#### Work order
Your answer must repeat the full listing, line for line.

#### Supplied entries
######
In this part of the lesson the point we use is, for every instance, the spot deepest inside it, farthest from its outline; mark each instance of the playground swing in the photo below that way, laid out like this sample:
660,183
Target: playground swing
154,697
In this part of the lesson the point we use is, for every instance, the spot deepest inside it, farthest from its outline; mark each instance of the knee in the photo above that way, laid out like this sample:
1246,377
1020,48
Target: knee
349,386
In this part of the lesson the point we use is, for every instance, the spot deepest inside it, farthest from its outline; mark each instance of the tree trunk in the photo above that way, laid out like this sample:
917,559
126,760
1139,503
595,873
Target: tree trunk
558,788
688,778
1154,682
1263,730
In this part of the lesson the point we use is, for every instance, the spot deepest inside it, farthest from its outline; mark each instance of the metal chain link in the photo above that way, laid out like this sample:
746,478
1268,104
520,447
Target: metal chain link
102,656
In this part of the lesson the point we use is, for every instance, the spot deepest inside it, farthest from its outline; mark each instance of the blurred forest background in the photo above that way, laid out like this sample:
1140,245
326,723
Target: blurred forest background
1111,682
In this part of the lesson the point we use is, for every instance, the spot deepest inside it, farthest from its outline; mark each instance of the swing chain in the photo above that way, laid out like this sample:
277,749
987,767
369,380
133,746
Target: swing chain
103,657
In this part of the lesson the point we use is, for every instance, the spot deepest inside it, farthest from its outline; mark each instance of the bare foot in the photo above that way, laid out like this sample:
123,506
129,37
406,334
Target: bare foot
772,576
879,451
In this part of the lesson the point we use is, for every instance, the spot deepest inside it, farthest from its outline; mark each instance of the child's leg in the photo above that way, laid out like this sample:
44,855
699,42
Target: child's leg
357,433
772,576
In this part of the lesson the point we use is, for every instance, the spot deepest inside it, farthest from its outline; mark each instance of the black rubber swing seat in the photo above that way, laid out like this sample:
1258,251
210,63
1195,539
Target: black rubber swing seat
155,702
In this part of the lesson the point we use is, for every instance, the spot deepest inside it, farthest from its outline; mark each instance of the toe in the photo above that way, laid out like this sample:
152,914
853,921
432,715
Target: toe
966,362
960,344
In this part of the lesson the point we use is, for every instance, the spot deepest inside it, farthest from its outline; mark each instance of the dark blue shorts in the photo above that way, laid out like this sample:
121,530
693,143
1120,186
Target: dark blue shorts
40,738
######
#### Result
In this part of the lesson the point we use is, for every instance, the spot deepest inside it, farthest from its outline; mark each instance of the playground swing in the photo below that way, laid out like this sample:
660,183
Target: playground swing
154,697
In this part of the lesson the point we use is, for every instance, the spot deepest inside it, farthest from its outline; mark each instance of the knee in the photo above that way, laid out like this sample:
1246,377
1020,48
Target: knee
349,386
In this part of the lesson the point we use is, for every instance, the spot deepest inside it, farthest from its outline; mark each instance of the tree trunk in the photo above that way, laid out like this sample:
917,559
126,760
1139,503
595,873
Target: tree trunk
558,788
688,778
1154,682
1263,730
In this part of the lesson the point we use is, for every instance, the spot deepest inside it, farthest from its outline; mark each instance of the metal chain link in the photo above that way, laid out like this sample:
746,478
1268,104
520,447
Target: metal chain link
102,656
In this part of the lesson the point we use is, for every instance, the spot deepest inside it, farthest from its outline; mark each instance of the blurred forest background in the photo above that way, laid out like this sample:
1140,245
326,723
Target: blurred forest background
1111,682
In this part of the lesson the point we use is, for every instance, the spot deepest inside it, farthest from its outline; mark each instance of the swing chain in the photo above that way, laid out like this sample:
277,749
987,767
369,380
133,746
Target: swing chain
103,657
In this part of the lesson the point we use is, for every instance, the spot deepest inside it, farthest from its outline; mark each instance of the bare foot in the photo above that way, laid out like this sample:
123,506
129,37
406,334
Target: bare foot
772,576
879,451
In this part of the lesson the point we use is, for every instance, the spot deepest inside it, farthest from its outline; mark each instance of the child's leg in the photo above that way, laid out like this sample:
44,855
699,42
Target: child's leg
357,433
772,576
In this part of the lesson the point we use is, for every instance, the spot deepest inside it, farthest from its outline; mark each instance of the black rubber swing seat in the photo above that way, laid out like this sample:
1258,251
210,63
1195,539
Target: black rubber swing seat
155,702
In this part of the lesson the point we use is, for every instance, the spot deepest inside it, farthest from its outline; mark each instance of the toe in the photo above that way, laid out like this sample:
152,914
853,921
432,715
Target: toe
966,362
960,344
In this part of the lesson the point we use is, for every instance, the spot deepest inside it, farthest from its outline; mark each instance of the dark blue shorts in the photo above that way, laid out like this sample:
121,530
693,143
1120,186
Target: dark blue shorts
40,738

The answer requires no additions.